## Text segment
*** Block opens ***

Phase Zero  is an unreleased action-shooter video game that was in development by Hyper Image Productions and originally planned to be published by Atari Corporation on a scheduled September 1995 release date exclusively for the Atari Jaguar. It was the only game in development by Hyper Image.

Assuming the role of a newcomer pilot from the titular squadron assigned to fight against an rival organization only known as The Collective in a foreign planet, players take control of a windowless VTV hovertank craft called Hunter in order to complete a series of missions and tasks, while battling against enemy VTV hovertanks. Hyper Image  was originally working on a top-down shooter for the Super Nintendo Entertainment System, before the team later moved to the Jaguar with Phase Zero and opted to use their own interpretation of the heightmap technique to render the landscapes and visuals, in addition of also placing emphasis on LAN play for multiplayer.

Though the team at Hyper Image kept working on Phase Zero, despite not receiving anymore payment for its development in mid-1995, Atari Corp. ultimately halted and terminated the project in March 1996 along with other upcoming titles for the platform, a month before Atari merged with JT Storage in a reverse takeover on April of the same year. Although unreleased, a playable prototype has since been released and sold online by independent groups such as B&C Computervisions and later Songbird Productions.

Gameplay 

Phase Zero is a shooter video game with action and strategy elements that is primarily played in a first-person perspective, similar to AirCars and Hover Strike, where players assume the role of a rookie pilot from the titular squadron taking control of the VTV Hunter hovertank craft on a variety of missions across several levels, such as retrieval of a lost member from the same squadron or the elimination of enemy targets. Before the start of any level, players can browse through the main menu and check the different options available such as looking at the mission briefing to learn about the main objective to complete in the current mission.

Though the single-player missions can be played normally and some of the options in the main menu operate without issues, options such as the network mode crashes the game, while others like saving the game manually on the cartridge's EEPROM do not work in the unfinished release, in addition of the gameplay being prone to glitches and game-crashing bugs. The game also features support for the ProController.

Players are given full control of their craft in a three-dimensional environment during gameplay, with battles taking place in real-time and featuring destructible environments. Though players could freely roam in the game's levels to find new weapons and other items, the main objective or objectives of the missions have to be completed in order to progress further. Depending on the current mission, players are given a set number of weapons that can be chosen by pressing Option and right on the controller to attack enemy crafts but once the selected weapon is depleted, it becomes unavailable unless the player finds more ammo in the level. Pressing Option and up will bring the map screen, which shows both enemies and the location of the main objective within the current level, but since the action takes place in real-time, enemies can inflict damage to the player's craft. If the player's current Hunter unit is destroyed, they are immediately ejected and evacuated from the area, forcing to restart the mission.

*** Block closes ***

## What you need to do
Reproduce verbatim the portion of the Phase Zero text starting with "Though the single-player" and going on through "for the ProController.".

## Provided material
*** Block opens ***

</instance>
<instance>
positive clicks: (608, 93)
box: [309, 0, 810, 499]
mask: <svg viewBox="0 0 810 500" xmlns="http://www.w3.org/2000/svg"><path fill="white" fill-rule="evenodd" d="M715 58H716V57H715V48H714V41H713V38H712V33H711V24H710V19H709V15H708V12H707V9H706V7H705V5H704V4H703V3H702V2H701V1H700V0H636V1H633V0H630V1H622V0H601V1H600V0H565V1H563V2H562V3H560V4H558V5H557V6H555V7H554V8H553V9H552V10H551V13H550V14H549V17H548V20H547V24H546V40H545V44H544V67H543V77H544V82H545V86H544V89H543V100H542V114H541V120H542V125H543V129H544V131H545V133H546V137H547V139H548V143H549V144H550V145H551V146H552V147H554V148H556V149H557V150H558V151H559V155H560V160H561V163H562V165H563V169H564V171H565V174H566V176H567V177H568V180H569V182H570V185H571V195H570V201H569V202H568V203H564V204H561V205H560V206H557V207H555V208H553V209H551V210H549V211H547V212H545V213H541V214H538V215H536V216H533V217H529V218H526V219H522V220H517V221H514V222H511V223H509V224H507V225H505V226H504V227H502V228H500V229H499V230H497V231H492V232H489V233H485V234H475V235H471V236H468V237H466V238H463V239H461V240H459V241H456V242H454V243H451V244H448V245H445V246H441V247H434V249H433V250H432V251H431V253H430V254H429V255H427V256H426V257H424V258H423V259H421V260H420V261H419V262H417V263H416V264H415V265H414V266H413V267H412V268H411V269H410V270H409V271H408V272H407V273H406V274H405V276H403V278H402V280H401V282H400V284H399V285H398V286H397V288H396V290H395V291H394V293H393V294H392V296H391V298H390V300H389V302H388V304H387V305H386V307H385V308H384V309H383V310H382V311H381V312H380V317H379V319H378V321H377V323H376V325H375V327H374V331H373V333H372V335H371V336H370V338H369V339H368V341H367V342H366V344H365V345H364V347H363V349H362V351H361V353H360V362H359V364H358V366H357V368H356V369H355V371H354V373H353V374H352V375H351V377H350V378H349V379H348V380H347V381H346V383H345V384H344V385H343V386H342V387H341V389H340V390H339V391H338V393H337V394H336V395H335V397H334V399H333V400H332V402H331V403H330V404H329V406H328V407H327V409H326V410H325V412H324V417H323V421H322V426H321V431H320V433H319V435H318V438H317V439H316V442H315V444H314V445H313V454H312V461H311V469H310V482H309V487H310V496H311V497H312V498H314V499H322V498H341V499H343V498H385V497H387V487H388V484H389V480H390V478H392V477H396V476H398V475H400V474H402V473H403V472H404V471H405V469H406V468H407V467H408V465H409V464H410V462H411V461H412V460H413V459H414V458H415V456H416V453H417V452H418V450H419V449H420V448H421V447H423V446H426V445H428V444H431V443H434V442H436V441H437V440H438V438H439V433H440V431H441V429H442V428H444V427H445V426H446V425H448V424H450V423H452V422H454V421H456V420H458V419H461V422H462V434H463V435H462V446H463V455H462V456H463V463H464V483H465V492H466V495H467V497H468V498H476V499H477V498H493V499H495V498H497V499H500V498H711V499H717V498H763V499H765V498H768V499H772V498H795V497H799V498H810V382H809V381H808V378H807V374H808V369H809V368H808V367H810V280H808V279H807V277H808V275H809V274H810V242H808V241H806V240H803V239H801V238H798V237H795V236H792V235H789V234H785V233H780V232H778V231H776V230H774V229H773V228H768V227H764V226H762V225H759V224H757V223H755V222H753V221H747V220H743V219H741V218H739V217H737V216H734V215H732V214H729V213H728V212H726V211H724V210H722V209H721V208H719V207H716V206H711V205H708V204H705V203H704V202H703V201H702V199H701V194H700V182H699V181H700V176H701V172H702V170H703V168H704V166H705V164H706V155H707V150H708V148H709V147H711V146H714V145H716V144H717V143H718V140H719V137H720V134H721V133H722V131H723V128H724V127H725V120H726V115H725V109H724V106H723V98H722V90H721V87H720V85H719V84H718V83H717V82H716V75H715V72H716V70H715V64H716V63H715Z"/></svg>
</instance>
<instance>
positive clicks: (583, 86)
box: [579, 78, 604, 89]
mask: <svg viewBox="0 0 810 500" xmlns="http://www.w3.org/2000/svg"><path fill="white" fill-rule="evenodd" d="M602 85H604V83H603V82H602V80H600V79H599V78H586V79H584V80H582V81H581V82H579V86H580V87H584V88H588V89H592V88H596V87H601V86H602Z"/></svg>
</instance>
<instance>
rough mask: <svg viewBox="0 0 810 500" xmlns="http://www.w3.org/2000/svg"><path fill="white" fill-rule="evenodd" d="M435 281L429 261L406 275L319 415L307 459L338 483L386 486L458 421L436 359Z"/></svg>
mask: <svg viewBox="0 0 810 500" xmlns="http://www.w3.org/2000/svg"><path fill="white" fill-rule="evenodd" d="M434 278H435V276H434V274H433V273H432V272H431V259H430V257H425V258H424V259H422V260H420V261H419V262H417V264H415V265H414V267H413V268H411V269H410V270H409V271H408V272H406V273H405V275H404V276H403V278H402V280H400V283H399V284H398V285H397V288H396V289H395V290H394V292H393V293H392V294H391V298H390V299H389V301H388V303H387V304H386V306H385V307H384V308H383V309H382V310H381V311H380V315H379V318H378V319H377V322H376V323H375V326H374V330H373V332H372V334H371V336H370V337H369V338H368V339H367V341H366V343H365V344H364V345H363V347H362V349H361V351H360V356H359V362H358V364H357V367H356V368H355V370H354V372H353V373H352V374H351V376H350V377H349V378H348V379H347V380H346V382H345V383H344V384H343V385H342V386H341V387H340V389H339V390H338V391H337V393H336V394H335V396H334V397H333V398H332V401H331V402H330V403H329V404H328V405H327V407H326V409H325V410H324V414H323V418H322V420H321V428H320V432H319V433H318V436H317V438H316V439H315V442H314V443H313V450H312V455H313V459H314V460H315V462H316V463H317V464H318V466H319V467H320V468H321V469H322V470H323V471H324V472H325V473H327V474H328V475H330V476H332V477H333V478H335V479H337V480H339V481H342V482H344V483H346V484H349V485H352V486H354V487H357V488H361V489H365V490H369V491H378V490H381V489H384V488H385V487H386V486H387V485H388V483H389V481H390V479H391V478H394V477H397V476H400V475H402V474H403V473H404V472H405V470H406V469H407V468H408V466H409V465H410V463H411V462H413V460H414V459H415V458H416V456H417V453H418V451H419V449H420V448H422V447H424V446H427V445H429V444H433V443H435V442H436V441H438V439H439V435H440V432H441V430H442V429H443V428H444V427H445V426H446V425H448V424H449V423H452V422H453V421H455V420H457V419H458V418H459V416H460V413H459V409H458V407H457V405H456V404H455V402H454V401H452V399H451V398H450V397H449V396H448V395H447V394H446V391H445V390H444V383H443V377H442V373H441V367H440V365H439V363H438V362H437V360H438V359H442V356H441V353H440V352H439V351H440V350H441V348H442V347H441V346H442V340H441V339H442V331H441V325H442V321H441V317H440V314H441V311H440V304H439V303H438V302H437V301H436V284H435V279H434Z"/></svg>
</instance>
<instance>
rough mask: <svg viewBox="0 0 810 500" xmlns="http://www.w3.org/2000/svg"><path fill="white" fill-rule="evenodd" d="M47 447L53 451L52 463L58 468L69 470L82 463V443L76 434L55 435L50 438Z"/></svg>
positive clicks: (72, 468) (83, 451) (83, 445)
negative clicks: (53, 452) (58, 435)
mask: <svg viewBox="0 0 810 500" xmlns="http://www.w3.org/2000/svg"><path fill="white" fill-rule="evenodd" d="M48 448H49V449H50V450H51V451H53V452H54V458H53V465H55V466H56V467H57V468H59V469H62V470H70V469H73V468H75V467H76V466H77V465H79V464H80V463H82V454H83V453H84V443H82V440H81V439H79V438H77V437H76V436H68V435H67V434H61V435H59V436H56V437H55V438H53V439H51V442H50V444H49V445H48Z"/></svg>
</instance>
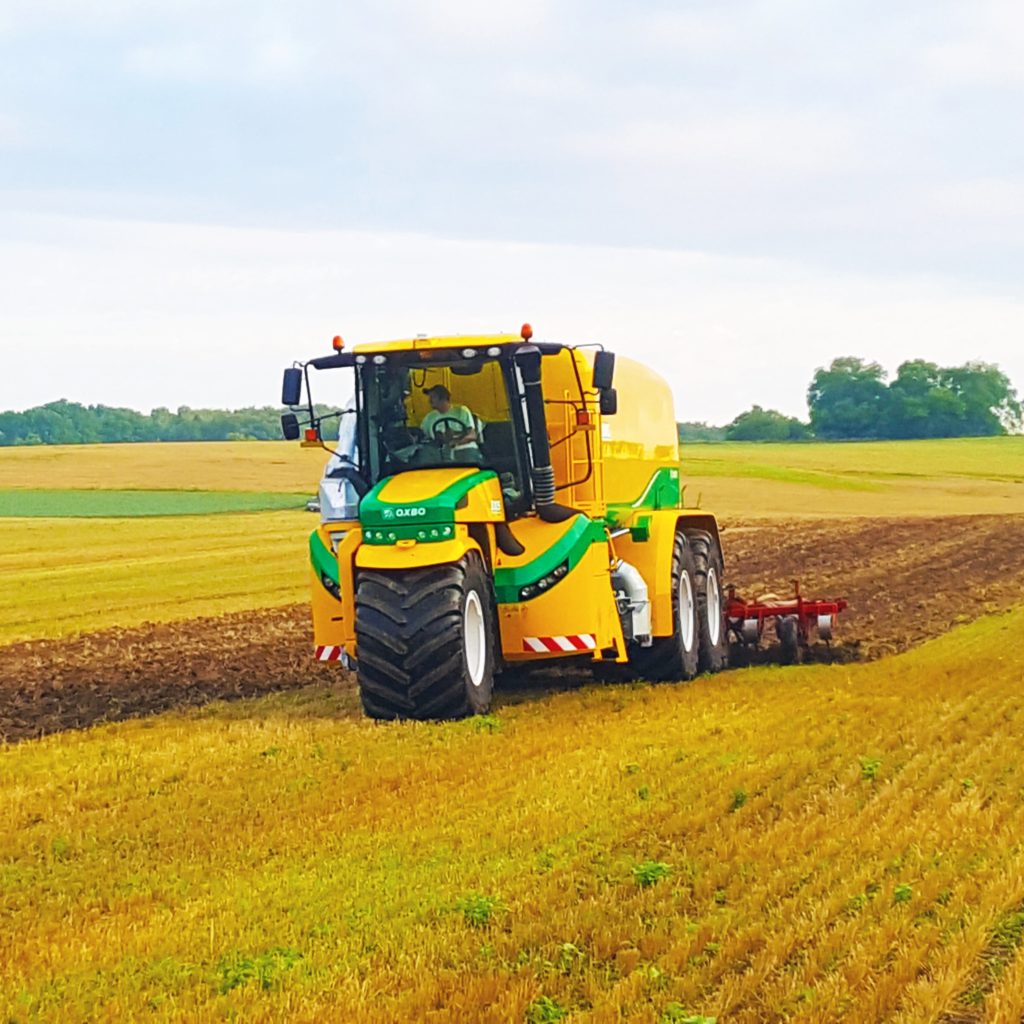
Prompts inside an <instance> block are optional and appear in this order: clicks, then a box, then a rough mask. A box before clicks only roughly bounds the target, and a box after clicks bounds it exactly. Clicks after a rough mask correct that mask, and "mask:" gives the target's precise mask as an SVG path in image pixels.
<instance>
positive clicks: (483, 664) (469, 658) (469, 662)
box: [462, 590, 487, 687]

*** Block closes ***

## Output
Though the single-player missions can be played normally and some of the options in the main menu operate without issues, options such as the network mode crashes the game, while others like saving the game manually on the cartridge's EEPROM do not work in the unfinished release, in addition of the gameplay being prone to glitches and game-crashing bugs. The game also features support for the ProController.